▸ **Available data**:
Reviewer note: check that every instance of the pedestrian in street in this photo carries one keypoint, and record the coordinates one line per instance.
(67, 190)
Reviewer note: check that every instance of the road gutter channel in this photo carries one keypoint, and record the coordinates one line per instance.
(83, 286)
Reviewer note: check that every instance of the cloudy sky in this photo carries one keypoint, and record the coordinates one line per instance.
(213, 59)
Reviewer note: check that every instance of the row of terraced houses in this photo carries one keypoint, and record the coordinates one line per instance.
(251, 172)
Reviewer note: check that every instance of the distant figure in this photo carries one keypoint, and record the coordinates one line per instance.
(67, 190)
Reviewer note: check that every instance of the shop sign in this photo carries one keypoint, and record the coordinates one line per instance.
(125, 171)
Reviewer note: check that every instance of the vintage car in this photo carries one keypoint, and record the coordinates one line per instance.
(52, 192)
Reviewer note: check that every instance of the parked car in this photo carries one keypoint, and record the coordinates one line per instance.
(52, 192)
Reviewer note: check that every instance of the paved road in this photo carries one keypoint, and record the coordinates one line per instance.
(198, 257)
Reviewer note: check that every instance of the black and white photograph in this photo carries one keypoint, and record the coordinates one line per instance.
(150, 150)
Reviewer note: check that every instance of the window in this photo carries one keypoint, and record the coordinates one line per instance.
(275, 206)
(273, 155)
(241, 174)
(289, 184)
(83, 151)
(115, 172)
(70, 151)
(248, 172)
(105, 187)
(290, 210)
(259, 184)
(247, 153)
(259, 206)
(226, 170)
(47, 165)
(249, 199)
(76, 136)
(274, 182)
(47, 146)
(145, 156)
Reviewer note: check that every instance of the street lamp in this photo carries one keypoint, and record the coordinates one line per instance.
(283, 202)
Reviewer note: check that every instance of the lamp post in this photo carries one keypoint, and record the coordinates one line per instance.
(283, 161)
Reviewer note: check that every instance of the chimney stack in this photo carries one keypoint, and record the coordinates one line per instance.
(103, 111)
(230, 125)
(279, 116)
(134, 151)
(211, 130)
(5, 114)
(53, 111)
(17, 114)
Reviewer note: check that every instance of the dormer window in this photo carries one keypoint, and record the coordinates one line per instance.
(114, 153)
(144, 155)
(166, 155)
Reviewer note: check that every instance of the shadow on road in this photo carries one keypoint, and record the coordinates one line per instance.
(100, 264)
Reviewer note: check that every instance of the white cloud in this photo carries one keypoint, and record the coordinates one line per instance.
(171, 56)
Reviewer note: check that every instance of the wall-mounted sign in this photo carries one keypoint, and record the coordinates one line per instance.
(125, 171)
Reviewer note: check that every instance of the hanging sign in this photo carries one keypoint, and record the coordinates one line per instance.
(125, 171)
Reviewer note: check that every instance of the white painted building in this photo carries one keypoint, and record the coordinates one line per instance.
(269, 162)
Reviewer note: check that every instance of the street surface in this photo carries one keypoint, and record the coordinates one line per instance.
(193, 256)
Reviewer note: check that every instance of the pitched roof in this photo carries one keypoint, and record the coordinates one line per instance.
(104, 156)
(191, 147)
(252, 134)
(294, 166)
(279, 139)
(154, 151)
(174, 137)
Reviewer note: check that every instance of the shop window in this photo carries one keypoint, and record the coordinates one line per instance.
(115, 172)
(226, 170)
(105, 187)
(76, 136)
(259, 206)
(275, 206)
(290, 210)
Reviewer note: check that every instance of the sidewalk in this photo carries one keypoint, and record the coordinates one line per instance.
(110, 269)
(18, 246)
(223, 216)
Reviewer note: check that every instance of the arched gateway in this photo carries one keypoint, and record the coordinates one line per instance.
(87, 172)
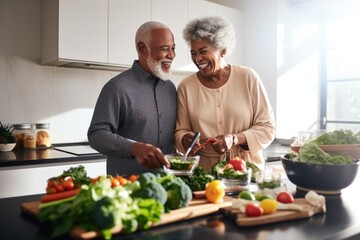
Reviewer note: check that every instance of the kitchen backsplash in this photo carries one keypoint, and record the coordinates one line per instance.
(63, 97)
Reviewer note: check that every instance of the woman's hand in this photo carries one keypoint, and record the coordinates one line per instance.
(223, 143)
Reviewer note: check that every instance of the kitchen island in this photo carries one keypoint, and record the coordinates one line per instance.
(341, 221)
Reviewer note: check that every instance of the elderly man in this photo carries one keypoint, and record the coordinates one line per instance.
(134, 117)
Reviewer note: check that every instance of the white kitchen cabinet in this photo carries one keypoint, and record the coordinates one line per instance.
(201, 8)
(125, 17)
(86, 33)
(175, 15)
(74, 31)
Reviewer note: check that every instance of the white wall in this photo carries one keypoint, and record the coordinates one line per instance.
(29, 92)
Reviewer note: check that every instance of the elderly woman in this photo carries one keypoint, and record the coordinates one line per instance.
(226, 103)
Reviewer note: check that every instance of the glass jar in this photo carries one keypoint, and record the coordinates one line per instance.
(30, 139)
(21, 130)
(42, 133)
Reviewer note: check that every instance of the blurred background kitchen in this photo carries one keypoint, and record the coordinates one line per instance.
(306, 52)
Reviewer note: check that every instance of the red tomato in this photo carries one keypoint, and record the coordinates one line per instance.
(285, 197)
(122, 180)
(59, 188)
(68, 184)
(115, 182)
(228, 165)
(253, 210)
(133, 178)
(239, 164)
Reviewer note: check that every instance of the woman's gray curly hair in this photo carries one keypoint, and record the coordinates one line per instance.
(216, 29)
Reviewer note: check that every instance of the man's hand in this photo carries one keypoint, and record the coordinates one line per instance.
(186, 141)
(149, 155)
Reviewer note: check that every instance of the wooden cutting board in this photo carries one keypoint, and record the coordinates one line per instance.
(280, 215)
(197, 207)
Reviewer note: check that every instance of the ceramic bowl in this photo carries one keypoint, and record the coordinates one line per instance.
(321, 178)
(181, 166)
(7, 147)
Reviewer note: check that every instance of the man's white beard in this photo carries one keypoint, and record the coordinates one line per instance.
(157, 70)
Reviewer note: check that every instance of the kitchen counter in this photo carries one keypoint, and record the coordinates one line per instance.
(19, 157)
(29, 170)
(341, 221)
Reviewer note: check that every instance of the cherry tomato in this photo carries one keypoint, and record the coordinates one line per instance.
(133, 178)
(115, 182)
(122, 180)
(215, 191)
(58, 186)
(94, 180)
(238, 163)
(228, 165)
(253, 210)
(68, 184)
(285, 197)
(269, 205)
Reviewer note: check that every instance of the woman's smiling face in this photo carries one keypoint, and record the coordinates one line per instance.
(206, 57)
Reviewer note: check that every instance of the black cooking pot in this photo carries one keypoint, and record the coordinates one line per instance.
(322, 178)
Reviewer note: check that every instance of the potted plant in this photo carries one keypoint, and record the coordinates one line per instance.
(7, 139)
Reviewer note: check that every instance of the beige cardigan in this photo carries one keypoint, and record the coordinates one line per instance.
(240, 105)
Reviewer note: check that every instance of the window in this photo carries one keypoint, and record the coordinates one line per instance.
(318, 83)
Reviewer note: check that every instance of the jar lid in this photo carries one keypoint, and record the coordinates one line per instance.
(22, 126)
(42, 125)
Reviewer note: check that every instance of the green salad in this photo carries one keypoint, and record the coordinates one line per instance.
(177, 163)
(311, 153)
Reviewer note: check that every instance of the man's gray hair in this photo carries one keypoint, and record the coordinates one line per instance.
(216, 29)
(143, 34)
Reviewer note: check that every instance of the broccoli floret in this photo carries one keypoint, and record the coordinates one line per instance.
(105, 214)
(152, 190)
(160, 172)
(146, 178)
(178, 192)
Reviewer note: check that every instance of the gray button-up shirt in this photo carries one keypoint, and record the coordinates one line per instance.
(133, 106)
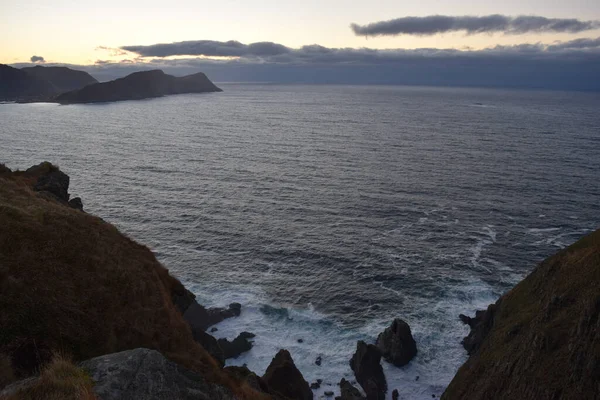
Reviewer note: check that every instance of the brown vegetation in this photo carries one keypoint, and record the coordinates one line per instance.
(72, 283)
(545, 339)
(59, 380)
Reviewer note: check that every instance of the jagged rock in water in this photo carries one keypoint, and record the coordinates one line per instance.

▸ **Task requirements**:
An exact copy of the records above is needed, with the pictures removed.

▸ **Finished task**:
Reviewer note: check that every instance of the pedestrian in street in this photo carries one keypoint, and record the coordinates one line per instance.
(67, 190)
Reviewer note: check that every instance of the road gutter channel in this photo carries one keypoint, and record the coordinates one line per instance.
(83, 286)
Reviewer note: check that every instance of the cloudy sky in this photo carries one keypoint, and record the coordinates one line per instance.
(213, 59)
Reviewer note: check that every instance of the row of terraced houses in this photo carries one keypoint, and record the coordinates one line per instance.
(251, 172)
Reviewer note: check that every instance of the distant figure in this photo carries one keypoint, and record the coordinates one line per instance.
(67, 190)
Reviewer note: check that every instance of the shop sign in this photo carries one keypoint, and record the coordinates one line per instance.
(125, 171)
Reviewer note: check that every instance of the vintage car in this photo carries one keypoint, and record the coordinates one line per instance.
(52, 192)
Reviewer note: check that every instance of the parked car in this photo carries one keypoint, and record the coordinates one line per instance.
(52, 192)
Reviewer note: check that every instance of the paved road in this photo carries one keypoint, and record the coordinates one line per instance.
(198, 257)
Reviewer note: check that every instance of the black and white photograph in this photo carries one keypoint, and record the coordinates one line per instance.
(150, 150)
Reviewer note: check that every instance of the window in this photo carries one keypoint, and record the coordinates one line per instance.
(275, 206)
(273, 155)
(241, 174)
(289, 184)
(83, 151)
(115, 172)
(70, 151)
(248, 172)
(105, 187)
(290, 210)
(259, 184)
(247, 153)
(259, 206)
(226, 170)
(47, 165)
(249, 199)
(76, 136)
(274, 182)
(47, 146)
(145, 156)
Reviewer note: check that every instance of the street lamp in this photo carries one keypoint, and record the coordinates one line per instance.
(283, 202)
Reviewer note: check that every instance of the lamp post in this photo carries one keypoint, and record the coordinates one line per instance.
(283, 161)
Reviewer note: check that every instance of the chimney stack in this photo carries one keypoint, and record the coordinates one line per instance.
(103, 111)
(230, 125)
(279, 116)
(134, 151)
(211, 130)
(5, 114)
(53, 111)
(17, 114)
Reviewer note: check that every instance of the dormer window in this photo carries one keypoint, and record the coordinates one line per instance.
(114, 153)
(144, 155)
(166, 155)
Reviewer note: check that every instance of the shadow on road in this photo carries one keypoint, and record the coordinates one line per instance.
(100, 264)
Reviewer note: check that every instance of the white cloud in this photo carries one keypoint, and record the coordinates one line per instance.
(171, 56)
Reviewer note: check that every instance of the wall-mounted sign in this photo carries one keypoint, and record the coordinates one line per instance.
(125, 171)
Reviewer note: check that every instance of the hanging sign in this photo carries one keypoint, and record the coordinates one line per instance.
(125, 171)
Reviewer note: check that every instance of the white painted building in this photo carries one keypoint, and record the coordinates one line per instance.
(269, 162)
Reviewer note: check that every instance of the street surface in this photo carries one keypoint, and record the coordinates one line per instance.
(193, 256)
Reviewer note: check that every instance of the pitched roof in this photo carries one keypoint, and record the coordinates one line per instance.
(104, 156)
(191, 147)
(252, 134)
(294, 166)
(279, 139)
(154, 151)
(174, 137)
Reviewer note: check that every instance of the shop window in this photo carries one keypoint, and record the coordinates one line per instance.
(115, 172)
(226, 170)
(105, 187)
(76, 136)
(259, 206)
(275, 206)
(290, 210)
Reviewer note: check that every instance of the sidewalk in this photo carries one keypoint, and record the coordinates one line per instance.
(110, 269)
(18, 246)
(223, 216)
Reviewer note: check that every instance of the arched gateway in this photo carries one keypoint, and record the coordinates one line per instance.
(87, 172)
Reviewer note: check that every instance of the kitchen backsplash in this photo carries one keypoint, and record the coordinates one line per instance.
(63, 97)
Reviewer note: check that every instance of the woman's hand in this photo carries one keypoint, and record the coordinates one line per instance.
(223, 143)
Reviewer note: check that every instance of the kitchen island in this photo carries one keypoint, and record the coordinates one line per instance.
(341, 221)
Reviewer note: check that every instance of the elderly man in this photo carries one keypoint, and record the coordinates one line per instance.
(134, 117)
Reviewer note: check that every instance of the white kitchen cabinet in this photo carries one keypoint, and record the coordinates one line per instance.
(201, 8)
(125, 17)
(86, 33)
(175, 15)
(74, 31)
Reviewer note: check that every instance of the white wall in this photo carries one keypoint, and record the coordinates one line per instance.
(29, 92)
Reviewer note: check that every instance of the elderly woman in this photo carries one keypoint, and record the coordinates one line per instance.
(226, 103)
Reviewer note: check that every instance of the glass jar in this photo carries one keypoint, and record the coordinates one line per instance.
(30, 139)
(21, 130)
(42, 133)
Reviewer note: check that every instance of the blurred background kitchen in this photo carries one keypoint, and record the coordinates one line per instance.
(306, 52)
Reviewer note: check that every instance of the red tomato in this photo carries one keypoint, and record the coordinates one line per instance.
(285, 197)
(122, 180)
(59, 188)
(68, 184)
(115, 182)
(228, 165)
(253, 210)
(133, 178)
(239, 164)
Reviewer note: check that every instance of the woman's gray curly hair in this photo carries one keypoint, and record the coordinates one line per instance.
(216, 29)
Reviewer note: check that every instance of the man's hand in this photo carries one keypoint, and record the coordinates one line per instance.
(186, 141)
(149, 155)
Reviewer note: check that every instance of the wooden cutting board in this photo carries one keypoint, and record the coordinates one line per instance.
(280, 215)
(197, 207)
Reviewer note: check that every instance of the ceramic bowl in this photo carries one keypoint, and record the coordinates one line per instance.
(321, 178)
(181, 166)
(7, 147)
Reviewer note: check that every instance of the man's white beard in this photo carries one keypoint, and record the coordinates one line per instance.
(157, 70)
Reviewer note: check that every instance of the kitchen counter in this photo carries one keypoint, and record the coordinates one line per instance.
(19, 157)
(29, 170)
(341, 221)
Reviewer note: check that every instance of the cherry tomato in this photo carries one keypoint, and record the coordinates one line per instance.
(133, 178)
(115, 182)
(122, 180)
(215, 191)
(58, 186)
(94, 180)
(238, 163)
(228, 165)
(253, 210)
(68, 184)
(285, 197)
(269, 205)
Reviewer note: check that every instance of the woman's smiling face in this photo carries one keypoint, and record the coordinates one line per instance.
(206, 57)
Reviewer note: check that every instance of the black cooking pot in this photo carries one keypoint, and record the coordinates one line per instance.
(322, 178)
Reviewer note: check that every instance of the potted plant in this photo carries one keypoint, and record the coordinates one line per instance.
(7, 139)
Reviewer note: check that every instance of the beige cardigan in this photo carries one keypoint, and record the coordinates one line per instance.
(240, 105)
Reviewer note: check that every instance of the window in this photo carries one keypoint, and record the coordinates one line per instance.
(318, 83)
Reviewer note: check that every instance of the jar lid in this photo carries one keypoint, and record the coordinates one line per instance.
(22, 126)
(42, 125)
Reviewer note: check that every instance of the green salad in this photo carries one keypoint, and record the coordinates one line per instance.
(177, 163)
(311, 153)
Reviewer note: check that every instance of the man's gray hair in this photo carries one keypoint, and record the coordinates one line per instance.
(216, 29)
(143, 34)
Reviewer note: check that every instance of the broccoli floret in this photo carries one keypoint, and record the coordinates one line per instance.
(105, 214)
(152, 190)
(160, 172)
(146, 178)
(178, 192)
Reviewer note: check that every instance of the gray button-up shirt in this photo carries one keypoint, and record the coordinates one line per instance.
(133, 106)
Reviewer note: check that every instance of the brown vegetation in this photo carries one keypoint, and record the coordinates one line per instance.
(72, 283)
(545, 339)
(59, 380)
Reviewer note: check that every instance of the jagged rock in water in this photo carries one keypoint, and record the coordinates one line per instance.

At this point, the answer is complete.